PROBLEM DETAILS:
Render the lines below as a Markdown table with the columns "Row" and "Line", starting with the line that contains "Target: flowing water" and running through the final line, both included. Number each row and leave out any blank lines.

STORED RECORDS:
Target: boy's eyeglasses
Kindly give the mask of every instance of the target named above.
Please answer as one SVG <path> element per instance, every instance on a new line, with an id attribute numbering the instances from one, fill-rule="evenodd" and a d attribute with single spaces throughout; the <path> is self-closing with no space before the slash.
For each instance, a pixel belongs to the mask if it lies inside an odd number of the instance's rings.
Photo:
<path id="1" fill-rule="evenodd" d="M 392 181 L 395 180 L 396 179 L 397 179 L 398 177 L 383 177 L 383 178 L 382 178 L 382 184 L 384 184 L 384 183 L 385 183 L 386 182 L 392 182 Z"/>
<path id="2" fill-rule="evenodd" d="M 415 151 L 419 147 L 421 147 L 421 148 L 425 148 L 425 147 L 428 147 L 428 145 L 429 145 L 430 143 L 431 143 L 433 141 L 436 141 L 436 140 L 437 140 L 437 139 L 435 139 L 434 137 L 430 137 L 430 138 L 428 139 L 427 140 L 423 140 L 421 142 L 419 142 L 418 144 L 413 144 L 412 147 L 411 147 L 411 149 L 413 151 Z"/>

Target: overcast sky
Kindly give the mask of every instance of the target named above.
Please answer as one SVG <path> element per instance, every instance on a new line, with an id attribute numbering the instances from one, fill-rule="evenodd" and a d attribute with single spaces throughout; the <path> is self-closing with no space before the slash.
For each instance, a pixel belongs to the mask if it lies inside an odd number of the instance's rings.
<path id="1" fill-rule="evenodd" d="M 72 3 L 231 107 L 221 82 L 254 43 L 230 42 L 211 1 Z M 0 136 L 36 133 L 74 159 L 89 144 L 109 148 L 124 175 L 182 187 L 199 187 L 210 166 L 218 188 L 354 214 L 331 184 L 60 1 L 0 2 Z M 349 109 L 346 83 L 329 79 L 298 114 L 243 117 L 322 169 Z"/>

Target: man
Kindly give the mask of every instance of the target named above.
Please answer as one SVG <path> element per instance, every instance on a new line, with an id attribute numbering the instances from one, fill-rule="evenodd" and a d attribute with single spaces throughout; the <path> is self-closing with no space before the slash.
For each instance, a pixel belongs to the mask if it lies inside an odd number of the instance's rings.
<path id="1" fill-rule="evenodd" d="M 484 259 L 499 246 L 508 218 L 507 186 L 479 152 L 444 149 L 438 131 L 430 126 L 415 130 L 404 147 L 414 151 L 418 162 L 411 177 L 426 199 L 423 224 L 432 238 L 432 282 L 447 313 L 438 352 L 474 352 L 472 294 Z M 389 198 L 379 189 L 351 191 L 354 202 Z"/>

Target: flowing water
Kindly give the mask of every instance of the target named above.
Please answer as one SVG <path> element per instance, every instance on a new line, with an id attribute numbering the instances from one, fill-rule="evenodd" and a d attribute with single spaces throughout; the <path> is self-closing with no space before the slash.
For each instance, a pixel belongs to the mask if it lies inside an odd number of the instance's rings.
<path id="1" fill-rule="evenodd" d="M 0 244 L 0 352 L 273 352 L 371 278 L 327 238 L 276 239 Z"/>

TASK SOLUTION:
| Row | Line |
|---|---|
| 1 | Target: flowing water |
| 2 | Kindly give the mask of every instance of the target named above. |
| 3 | Please answer as one SVG <path> element per instance, every instance on a new line, with an id attribute numbering the instances from one, fill-rule="evenodd" and a d attribute with single spaces throughout; the <path> is self-closing with no space before the slash. |
| 4 | For each instance, a pixel belongs to the mask if it lies inside an odd number of the instance's rings. |
| 5 | <path id="1" fill-rule="evenodd" d="M 0 244 L 0 352 L 273 352 L 371 278 L 327 238 L 276 239 Z"/> |